Transcribe verbatim every line from the line containing "Report one point per instance of the shadow" to the end of the entries, including both endpoints. Output nothing beyond those lines.
--
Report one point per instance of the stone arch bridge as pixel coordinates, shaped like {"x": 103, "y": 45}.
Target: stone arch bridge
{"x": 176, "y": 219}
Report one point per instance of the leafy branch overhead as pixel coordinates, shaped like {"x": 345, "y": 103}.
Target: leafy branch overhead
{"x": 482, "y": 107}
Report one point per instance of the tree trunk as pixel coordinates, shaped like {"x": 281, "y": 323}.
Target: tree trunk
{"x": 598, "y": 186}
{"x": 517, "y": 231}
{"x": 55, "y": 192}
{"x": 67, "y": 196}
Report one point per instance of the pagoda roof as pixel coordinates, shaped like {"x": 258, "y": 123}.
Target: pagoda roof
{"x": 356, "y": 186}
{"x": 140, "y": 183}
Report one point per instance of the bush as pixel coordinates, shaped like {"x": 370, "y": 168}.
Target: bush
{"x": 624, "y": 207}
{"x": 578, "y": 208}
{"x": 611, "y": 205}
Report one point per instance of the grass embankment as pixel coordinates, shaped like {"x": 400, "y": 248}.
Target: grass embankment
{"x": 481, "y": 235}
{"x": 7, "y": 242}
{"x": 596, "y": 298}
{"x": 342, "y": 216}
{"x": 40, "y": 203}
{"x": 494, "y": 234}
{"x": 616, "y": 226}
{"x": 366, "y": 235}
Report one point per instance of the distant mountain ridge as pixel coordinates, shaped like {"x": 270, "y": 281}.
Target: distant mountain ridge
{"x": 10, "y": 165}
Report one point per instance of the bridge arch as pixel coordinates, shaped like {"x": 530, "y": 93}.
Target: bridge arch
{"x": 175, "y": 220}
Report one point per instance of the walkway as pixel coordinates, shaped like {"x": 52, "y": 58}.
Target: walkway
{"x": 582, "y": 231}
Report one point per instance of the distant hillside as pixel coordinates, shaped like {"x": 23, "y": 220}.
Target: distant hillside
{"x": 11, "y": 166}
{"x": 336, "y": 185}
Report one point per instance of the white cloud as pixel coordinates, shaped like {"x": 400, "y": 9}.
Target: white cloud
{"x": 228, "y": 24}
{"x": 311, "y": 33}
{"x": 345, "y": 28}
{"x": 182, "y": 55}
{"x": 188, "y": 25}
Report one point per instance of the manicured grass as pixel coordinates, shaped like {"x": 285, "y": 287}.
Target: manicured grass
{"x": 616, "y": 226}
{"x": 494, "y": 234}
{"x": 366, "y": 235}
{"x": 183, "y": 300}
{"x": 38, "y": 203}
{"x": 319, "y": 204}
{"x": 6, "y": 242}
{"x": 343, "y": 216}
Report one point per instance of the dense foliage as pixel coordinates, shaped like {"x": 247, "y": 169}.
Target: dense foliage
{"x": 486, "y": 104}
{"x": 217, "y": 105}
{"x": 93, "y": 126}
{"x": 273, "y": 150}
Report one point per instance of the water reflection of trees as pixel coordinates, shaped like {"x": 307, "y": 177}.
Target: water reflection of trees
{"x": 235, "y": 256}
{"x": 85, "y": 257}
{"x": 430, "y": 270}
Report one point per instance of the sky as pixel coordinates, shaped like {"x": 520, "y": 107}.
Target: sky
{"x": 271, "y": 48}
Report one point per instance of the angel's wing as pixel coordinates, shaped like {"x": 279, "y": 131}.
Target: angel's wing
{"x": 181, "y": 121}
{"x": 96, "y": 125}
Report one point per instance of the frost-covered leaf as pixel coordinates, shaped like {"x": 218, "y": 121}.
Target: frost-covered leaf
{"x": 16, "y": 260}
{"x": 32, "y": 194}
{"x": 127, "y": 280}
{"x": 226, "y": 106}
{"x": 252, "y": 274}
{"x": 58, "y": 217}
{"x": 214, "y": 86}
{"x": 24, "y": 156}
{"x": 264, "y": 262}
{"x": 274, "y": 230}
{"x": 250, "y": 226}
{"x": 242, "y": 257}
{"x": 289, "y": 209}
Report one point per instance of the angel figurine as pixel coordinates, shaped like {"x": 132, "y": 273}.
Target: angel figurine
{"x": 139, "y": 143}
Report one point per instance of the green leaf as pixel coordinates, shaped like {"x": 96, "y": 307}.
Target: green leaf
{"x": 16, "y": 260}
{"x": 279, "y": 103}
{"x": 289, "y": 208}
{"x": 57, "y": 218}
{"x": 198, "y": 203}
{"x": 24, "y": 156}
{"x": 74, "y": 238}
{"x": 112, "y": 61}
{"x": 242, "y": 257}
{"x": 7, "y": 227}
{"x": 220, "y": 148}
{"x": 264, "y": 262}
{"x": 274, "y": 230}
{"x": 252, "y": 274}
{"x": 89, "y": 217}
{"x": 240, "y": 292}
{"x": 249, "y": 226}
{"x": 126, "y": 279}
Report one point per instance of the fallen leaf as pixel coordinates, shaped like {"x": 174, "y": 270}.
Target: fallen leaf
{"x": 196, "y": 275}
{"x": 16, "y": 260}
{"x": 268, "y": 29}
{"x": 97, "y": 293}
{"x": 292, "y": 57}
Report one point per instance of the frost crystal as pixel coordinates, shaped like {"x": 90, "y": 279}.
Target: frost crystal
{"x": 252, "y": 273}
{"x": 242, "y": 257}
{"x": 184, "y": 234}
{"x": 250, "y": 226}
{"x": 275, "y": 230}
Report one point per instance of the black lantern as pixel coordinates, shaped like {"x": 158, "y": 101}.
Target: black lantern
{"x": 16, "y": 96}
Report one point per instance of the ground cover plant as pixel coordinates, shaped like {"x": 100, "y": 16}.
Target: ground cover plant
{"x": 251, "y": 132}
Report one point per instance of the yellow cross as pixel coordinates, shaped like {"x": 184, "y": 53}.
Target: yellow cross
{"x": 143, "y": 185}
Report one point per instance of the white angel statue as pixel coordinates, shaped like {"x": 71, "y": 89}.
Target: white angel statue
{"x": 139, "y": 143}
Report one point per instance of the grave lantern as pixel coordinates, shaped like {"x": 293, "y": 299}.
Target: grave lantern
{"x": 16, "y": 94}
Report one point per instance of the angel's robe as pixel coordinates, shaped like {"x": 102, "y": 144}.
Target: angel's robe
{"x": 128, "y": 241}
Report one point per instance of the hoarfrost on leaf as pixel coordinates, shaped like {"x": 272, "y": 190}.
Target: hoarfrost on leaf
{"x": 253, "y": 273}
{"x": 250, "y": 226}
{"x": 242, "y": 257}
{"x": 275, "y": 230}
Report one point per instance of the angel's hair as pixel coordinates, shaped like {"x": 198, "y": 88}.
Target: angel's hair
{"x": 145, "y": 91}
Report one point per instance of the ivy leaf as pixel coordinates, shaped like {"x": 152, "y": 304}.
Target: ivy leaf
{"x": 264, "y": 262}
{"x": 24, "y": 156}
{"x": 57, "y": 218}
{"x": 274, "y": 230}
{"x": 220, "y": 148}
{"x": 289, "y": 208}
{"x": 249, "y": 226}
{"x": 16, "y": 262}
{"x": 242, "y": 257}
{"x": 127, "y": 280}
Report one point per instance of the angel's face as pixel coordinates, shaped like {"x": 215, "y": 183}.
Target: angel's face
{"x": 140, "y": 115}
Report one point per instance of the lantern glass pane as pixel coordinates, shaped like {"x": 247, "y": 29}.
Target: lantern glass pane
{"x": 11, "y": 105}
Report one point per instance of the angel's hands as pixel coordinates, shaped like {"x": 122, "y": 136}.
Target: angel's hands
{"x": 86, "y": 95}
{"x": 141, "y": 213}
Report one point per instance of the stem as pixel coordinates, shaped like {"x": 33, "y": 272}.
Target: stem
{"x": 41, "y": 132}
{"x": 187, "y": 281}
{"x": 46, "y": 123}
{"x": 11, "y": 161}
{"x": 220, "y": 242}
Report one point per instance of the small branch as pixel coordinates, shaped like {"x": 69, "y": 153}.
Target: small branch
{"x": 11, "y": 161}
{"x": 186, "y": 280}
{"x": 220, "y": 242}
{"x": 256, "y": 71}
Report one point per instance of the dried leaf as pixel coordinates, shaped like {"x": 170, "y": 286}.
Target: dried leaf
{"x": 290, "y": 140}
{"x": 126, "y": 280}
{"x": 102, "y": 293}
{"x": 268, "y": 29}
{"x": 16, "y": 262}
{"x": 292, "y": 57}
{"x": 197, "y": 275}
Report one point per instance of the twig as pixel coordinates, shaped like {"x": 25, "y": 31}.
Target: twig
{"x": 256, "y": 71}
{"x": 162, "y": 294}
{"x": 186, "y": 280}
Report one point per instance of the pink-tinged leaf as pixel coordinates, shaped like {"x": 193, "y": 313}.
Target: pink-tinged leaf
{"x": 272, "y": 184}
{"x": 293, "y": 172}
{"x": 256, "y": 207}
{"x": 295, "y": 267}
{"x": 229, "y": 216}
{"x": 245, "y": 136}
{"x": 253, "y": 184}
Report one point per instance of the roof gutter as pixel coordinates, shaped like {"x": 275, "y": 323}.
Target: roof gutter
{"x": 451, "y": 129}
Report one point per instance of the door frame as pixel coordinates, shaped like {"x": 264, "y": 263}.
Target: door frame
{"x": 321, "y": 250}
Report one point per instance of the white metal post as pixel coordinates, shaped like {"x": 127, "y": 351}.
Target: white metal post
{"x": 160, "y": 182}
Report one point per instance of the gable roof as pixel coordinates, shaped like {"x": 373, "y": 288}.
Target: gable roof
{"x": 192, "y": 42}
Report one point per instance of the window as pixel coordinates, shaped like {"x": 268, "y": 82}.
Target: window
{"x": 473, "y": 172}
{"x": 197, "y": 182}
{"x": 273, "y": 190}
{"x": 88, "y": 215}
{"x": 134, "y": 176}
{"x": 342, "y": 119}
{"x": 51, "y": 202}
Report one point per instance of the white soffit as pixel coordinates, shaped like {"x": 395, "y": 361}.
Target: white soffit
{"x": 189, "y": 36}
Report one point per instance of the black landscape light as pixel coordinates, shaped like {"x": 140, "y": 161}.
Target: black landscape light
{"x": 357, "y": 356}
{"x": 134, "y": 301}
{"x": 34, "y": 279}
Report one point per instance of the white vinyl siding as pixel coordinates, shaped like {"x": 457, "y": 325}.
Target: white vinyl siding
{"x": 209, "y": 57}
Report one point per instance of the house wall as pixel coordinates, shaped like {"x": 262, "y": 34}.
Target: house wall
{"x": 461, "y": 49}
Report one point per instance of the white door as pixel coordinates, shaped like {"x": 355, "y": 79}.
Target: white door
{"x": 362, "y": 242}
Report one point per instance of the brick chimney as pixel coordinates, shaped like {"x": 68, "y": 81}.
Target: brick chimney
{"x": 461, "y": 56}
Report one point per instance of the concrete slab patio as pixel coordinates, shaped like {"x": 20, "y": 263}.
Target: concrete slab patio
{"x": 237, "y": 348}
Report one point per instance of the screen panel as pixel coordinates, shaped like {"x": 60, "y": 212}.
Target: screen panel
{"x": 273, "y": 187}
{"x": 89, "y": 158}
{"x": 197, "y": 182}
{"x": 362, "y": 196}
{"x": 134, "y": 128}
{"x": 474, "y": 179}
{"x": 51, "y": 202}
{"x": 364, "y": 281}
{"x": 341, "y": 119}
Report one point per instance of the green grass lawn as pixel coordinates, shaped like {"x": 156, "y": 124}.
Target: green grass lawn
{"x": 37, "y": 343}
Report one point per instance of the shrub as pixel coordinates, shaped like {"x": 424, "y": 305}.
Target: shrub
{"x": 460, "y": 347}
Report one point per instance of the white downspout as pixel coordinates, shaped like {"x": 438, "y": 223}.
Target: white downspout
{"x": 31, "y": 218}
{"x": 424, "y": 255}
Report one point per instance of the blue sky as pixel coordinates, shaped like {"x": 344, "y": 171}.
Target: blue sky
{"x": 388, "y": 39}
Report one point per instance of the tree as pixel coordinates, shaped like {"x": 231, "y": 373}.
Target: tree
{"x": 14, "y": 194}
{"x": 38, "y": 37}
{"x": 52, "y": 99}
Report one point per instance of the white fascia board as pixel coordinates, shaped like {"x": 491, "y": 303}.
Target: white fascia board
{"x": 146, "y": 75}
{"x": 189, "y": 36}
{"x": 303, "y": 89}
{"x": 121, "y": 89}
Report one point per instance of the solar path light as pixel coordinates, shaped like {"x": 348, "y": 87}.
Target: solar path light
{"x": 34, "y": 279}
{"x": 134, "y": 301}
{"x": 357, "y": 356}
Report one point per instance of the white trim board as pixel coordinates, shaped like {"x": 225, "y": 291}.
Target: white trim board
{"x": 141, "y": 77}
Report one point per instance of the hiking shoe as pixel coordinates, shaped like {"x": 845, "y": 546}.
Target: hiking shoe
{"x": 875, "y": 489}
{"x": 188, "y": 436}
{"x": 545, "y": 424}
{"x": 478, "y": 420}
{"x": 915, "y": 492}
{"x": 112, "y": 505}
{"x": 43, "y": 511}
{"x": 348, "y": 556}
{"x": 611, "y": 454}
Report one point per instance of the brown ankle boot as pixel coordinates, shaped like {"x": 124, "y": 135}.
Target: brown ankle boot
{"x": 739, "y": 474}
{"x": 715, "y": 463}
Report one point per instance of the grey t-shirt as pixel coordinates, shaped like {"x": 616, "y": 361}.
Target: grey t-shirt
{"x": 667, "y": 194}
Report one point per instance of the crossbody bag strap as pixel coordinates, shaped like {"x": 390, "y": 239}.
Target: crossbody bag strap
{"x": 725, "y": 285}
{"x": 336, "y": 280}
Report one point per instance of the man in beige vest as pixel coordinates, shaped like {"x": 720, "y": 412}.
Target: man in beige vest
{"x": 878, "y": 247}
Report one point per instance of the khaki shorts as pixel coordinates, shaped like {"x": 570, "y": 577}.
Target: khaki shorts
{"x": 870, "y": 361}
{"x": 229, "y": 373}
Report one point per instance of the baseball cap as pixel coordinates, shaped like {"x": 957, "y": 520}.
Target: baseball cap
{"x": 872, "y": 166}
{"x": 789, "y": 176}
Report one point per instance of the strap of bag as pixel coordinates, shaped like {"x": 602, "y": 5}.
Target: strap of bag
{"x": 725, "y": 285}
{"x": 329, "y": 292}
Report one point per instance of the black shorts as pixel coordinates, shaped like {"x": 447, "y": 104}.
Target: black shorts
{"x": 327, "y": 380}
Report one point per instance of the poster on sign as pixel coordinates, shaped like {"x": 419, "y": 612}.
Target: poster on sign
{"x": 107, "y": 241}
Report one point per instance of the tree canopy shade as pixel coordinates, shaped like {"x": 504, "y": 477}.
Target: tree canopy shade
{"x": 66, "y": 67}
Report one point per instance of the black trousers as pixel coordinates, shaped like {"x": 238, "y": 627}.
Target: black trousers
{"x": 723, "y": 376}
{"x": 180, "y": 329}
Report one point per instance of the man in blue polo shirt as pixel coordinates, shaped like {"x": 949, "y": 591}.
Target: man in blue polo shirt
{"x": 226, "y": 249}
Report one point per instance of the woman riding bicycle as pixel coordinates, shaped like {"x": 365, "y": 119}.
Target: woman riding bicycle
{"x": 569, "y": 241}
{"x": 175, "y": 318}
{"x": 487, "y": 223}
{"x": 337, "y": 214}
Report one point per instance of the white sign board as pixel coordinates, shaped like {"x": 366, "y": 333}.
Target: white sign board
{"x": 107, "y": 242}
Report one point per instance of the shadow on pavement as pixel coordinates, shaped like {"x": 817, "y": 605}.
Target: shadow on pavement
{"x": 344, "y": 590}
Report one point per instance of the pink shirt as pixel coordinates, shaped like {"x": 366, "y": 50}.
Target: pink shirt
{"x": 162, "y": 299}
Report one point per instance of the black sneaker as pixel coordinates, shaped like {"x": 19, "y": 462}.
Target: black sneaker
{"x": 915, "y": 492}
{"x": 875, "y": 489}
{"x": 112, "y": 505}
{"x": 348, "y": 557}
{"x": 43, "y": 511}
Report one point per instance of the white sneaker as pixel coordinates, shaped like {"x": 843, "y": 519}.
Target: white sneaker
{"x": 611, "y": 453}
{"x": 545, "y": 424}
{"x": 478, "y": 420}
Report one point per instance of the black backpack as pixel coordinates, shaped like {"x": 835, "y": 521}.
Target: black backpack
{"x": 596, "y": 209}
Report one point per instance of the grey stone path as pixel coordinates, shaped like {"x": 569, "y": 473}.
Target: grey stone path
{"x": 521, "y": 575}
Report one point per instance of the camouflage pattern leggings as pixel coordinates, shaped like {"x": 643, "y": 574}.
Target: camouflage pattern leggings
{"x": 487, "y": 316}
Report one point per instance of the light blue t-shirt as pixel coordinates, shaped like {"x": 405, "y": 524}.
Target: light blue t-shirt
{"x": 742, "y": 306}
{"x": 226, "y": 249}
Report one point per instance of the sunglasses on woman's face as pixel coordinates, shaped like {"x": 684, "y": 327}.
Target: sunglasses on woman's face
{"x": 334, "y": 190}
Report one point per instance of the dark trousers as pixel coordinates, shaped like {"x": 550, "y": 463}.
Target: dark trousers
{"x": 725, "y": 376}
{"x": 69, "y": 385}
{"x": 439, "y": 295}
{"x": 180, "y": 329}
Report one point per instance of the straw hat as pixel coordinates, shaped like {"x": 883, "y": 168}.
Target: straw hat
--
*Exercise response*
Report one point per instance of the shadow on pavement as pixel coordinates, shaped like {"x": 817, "y": 605}.
Target: shadow on pavement
{"x": 344, "y": 590}
Report one point per instance of the pink shirt as pixel coordinates, shaped like {"x": 366, "y": 50}.
Target: pink shirt
{"x": 162, "y": 299}
Report one point per instance of the black sneaker as pixel coordinates, shaped like {"x": 19, "y": 462}.
Target: black sneaker
{"x": 915, "y": 492}
{"x": 875, "y": 489}
{"x": 112, "y": 505}
{"x": 348, "y": 557}
{"x": 43, "y": 511}
Report one point per instance of the white sneaker as pixel coordinates, shaped like {"x": 843, "y": 519}.
Target: white sneaker
{"x": 611, "y": 453}
{"x": 545, "y": 424}
{"x": 478, "y": 420}
Report one point per instance of the black backpack as pixel coordinates, shaped like {"x": 835, "y": 521}.
Target: black backpack
{"x": 596, "y": 209}
Report one point per instance of the grey stone path as pixel coordinates, shaped like {"x": 569, "y": 473}.
Target: grey stone path
{"x": 521, "y": 575}
Report one point per instance of the camouflage pattern leggings as pixel coordinates, shaped like {"x": 643, "y": 574}.
Target: camouflage pattern leggings
{"x": 487, "y": 316}
Report one point per instance of the light blue t-shirt as pixel coordinates, shaped like {"x": 405, "y": 524}.
Target: light blue t-shirt
{"x": 742, "y": 306}
{"x": 226, "y": 249}
Report one point per instance of the sunglasses on woman's face as pixel coordinates, shaped like {"x": 684, "y": 327}.
Target: sunglasses on woman's face
{"x": 334, "y": 190}
Report one point per instance of the dark trousers as pixel coordinates, shaped like {"x": 550, "y": 463}.
Target: dark trousers
{"x": 725, "y": 376}
{"x": 69, "y": 385}
{"x": 439, "y": 295}
{"x": 180, "y": 329}
Report one point per instance of the straw hat as pixel coordinates, shaped like {"x": 883, "y": 168}.
Target: straw hat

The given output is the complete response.